_Exercise task A_
In the post about Shergar's kidnapping, by how many lengths did Shergar win the Epsom Derby?
_Exercise task B_
Repeat everything in the Shergar post from "As a three-year-old" down to "horribly, shockingly wrong.", word for word.

_Document segment_

◆ ◆ ◆ ◆ ◆ ◆ ◆

Monday, November 21, 2016

The Kidnapping of a Champion



While high-profile kidnappings of animals are less frequent than human abductions, they happen more frequently than you might think. Arguably the most famous example is the unsolved disappearance of the magnificent racehorse Shergar.

As a three-year-old in 1981, he won one of the most illustrious races in the world, the Epsom Derby, by 10 lengths--a record winning margin for the event. Later that year, he was named European Horse of the Year, and was retired to stud, where his connections--as well as race fans--earnestly hoped he might duplicate his success on the racetrack in the breeding shed. He was acclaimed as one of the greatest equines of the century.

Shergar was sent to Ballymany Stud farm in his native Ireland. He was not only an intelligent horse, but gentle and good-natured, so he was adjusting well to his new routine. There was no reason to suspect he had anything but a long, placid life ahead of him.

On February 8, 1983, those expectations went horribly, shockingly wrong.

It was a blustery, icy-cold day, so Shergar was kept inside his heated stable for most of the day. After a brief run in his paddock, the horse's 58-year-old "stable boy," Jim Fitzgerald, brought Shergar back to his shed and returned to his house on the farm's grounds, locking the main door of the stable behind him, as always. All was quiet.

No one was around to see a strange car enter Ballymany's main gate, which had been left unguarded on this wickedly cold, foggy, snowy night. Fitzgerald was completely unprepared when he heard a knock on his door. His son, Bernard, opened the door. A masked stranger asked him, "Is the boss in?" Then, without warning, the intruder delivered a blow to the young man's head that left him flat on the floor. Fitzgerald rushed into the room, only to see the man pointing a pistol at him.

◆ ◆ ◆ ◆ ◆ ◆ ◆

_Data records_

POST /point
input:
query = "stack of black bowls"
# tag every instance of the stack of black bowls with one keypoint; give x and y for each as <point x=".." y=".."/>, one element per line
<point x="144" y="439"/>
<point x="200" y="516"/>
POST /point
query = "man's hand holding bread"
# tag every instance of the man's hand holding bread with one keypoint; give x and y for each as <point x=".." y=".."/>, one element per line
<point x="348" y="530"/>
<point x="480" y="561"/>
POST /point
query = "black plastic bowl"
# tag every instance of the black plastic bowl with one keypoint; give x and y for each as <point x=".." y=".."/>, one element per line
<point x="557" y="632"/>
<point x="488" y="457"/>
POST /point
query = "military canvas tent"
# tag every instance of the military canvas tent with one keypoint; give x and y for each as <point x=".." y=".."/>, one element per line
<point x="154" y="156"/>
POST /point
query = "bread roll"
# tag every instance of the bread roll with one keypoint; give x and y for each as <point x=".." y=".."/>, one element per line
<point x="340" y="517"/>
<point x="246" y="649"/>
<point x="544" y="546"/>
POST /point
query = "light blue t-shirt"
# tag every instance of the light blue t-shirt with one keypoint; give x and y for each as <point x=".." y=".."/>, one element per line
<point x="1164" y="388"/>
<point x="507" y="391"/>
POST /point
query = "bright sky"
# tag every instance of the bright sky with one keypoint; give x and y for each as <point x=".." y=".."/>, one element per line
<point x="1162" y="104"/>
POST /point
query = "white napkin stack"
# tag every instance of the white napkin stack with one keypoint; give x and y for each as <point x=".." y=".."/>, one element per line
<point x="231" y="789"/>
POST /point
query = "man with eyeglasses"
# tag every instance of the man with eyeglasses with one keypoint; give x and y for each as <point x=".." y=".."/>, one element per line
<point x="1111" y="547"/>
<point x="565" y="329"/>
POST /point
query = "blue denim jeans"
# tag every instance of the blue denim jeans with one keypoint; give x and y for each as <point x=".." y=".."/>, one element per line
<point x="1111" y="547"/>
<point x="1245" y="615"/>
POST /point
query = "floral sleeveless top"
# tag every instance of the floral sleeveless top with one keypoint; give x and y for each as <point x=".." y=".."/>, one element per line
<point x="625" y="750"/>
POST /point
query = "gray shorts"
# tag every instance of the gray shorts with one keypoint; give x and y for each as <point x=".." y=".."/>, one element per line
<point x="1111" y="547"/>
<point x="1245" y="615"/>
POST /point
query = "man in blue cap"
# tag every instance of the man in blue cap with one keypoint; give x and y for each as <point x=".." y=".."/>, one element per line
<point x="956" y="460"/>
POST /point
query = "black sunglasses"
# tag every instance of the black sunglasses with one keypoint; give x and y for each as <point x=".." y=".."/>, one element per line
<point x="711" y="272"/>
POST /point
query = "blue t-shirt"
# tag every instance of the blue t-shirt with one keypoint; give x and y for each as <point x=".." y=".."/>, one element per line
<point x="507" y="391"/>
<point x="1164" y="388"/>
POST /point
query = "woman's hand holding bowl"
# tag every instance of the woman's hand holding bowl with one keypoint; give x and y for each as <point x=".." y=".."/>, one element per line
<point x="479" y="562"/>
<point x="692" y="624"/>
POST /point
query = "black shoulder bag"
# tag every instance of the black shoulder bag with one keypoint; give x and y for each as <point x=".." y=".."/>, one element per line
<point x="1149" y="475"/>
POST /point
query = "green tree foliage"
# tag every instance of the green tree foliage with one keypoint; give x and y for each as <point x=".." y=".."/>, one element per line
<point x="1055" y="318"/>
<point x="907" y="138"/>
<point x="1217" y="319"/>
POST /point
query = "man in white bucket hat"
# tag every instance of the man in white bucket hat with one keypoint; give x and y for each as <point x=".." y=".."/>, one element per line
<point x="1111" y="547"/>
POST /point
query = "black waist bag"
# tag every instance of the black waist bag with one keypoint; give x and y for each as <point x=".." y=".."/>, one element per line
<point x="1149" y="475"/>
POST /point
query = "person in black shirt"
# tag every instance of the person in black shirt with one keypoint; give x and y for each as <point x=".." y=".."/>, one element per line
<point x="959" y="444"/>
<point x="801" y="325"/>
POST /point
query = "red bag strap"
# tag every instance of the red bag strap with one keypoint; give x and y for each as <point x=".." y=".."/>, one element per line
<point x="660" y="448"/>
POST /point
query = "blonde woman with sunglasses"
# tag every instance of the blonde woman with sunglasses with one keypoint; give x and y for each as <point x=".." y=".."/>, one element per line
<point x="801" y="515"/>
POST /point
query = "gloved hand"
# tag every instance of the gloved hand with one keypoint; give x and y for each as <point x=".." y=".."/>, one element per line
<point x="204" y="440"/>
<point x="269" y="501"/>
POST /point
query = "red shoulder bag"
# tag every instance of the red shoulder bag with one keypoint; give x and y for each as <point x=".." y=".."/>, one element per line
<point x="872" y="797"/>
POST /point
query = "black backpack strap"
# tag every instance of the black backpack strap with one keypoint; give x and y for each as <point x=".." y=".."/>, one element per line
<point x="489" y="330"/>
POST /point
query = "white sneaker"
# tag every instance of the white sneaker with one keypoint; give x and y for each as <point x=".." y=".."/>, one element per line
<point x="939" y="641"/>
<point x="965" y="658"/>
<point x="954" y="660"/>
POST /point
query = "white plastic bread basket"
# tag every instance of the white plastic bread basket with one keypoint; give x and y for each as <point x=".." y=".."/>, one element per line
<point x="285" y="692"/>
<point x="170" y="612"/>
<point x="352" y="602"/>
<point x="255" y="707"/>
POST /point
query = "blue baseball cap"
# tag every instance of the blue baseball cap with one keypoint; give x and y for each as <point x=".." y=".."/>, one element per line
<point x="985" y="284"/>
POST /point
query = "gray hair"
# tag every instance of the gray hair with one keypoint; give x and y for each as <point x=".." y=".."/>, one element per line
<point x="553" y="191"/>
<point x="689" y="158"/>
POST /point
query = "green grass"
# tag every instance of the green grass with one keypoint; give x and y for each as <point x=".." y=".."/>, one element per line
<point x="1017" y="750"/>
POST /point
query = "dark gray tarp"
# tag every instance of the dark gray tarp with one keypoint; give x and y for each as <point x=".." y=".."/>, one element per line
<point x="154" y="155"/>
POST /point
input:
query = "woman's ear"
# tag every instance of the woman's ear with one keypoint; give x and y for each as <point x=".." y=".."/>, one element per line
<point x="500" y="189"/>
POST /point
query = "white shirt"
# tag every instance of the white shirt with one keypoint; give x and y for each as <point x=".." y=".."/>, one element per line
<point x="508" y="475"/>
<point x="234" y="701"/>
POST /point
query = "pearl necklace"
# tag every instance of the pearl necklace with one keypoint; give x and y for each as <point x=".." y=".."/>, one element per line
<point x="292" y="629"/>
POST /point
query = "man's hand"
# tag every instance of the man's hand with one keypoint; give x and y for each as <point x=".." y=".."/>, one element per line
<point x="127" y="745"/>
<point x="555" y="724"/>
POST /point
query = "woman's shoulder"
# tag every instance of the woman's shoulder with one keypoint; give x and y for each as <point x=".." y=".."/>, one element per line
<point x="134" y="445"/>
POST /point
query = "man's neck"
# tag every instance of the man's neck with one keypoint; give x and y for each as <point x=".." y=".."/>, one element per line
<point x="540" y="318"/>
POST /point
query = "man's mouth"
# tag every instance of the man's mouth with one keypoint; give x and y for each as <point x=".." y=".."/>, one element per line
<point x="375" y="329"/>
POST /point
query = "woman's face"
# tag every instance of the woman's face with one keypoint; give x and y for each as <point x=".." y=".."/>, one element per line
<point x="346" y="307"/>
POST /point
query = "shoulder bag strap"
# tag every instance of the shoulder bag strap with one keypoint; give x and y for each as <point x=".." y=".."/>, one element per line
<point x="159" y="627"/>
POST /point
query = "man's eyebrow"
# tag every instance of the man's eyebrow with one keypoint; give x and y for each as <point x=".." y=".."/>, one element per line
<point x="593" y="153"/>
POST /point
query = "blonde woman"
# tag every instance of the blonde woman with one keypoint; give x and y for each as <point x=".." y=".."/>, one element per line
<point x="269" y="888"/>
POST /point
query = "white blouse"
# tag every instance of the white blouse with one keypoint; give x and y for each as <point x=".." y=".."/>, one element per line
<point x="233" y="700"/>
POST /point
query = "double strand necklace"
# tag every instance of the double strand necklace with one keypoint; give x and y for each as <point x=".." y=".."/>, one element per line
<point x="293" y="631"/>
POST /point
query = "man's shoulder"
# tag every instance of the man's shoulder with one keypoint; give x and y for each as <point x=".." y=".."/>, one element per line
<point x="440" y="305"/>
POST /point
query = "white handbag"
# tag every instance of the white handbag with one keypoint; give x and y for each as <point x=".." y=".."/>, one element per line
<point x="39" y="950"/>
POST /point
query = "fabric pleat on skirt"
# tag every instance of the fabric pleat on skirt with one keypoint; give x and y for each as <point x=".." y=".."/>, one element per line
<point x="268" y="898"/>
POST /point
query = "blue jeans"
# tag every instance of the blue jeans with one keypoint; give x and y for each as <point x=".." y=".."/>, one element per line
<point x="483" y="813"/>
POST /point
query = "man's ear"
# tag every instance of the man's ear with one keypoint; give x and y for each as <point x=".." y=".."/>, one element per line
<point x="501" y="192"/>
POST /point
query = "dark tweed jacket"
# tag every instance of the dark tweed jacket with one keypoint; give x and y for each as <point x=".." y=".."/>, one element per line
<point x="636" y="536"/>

◆ ◆ ◆ ◆ ◆ ◆ ◆

_Final result A_
10 lengths

_Final result B_
As a three-year-old in 1981, he won one of the most illustrious races in the world, the Epsom Derby, by 10 lengths--a record winning margin for the event. Later that year, he was named European Horse of the Year, and was retired to stud, where his connections--as well as race fans--earnestly hoped he might duplicate his success on the racetrack in the breeding shed. He was acclaimed as one of the greatest equines of the century.

Shergar was sent to Ballymany Stud farm in his native Ireland. He was not only an intelligent horse, but gentle and good-natured, so he was adjusting well to his new routine. There was no reason to suspect he had anything but a long, placid life ahead of him.

On February 8, 1983, those expectations went horribly, shockingly wrong.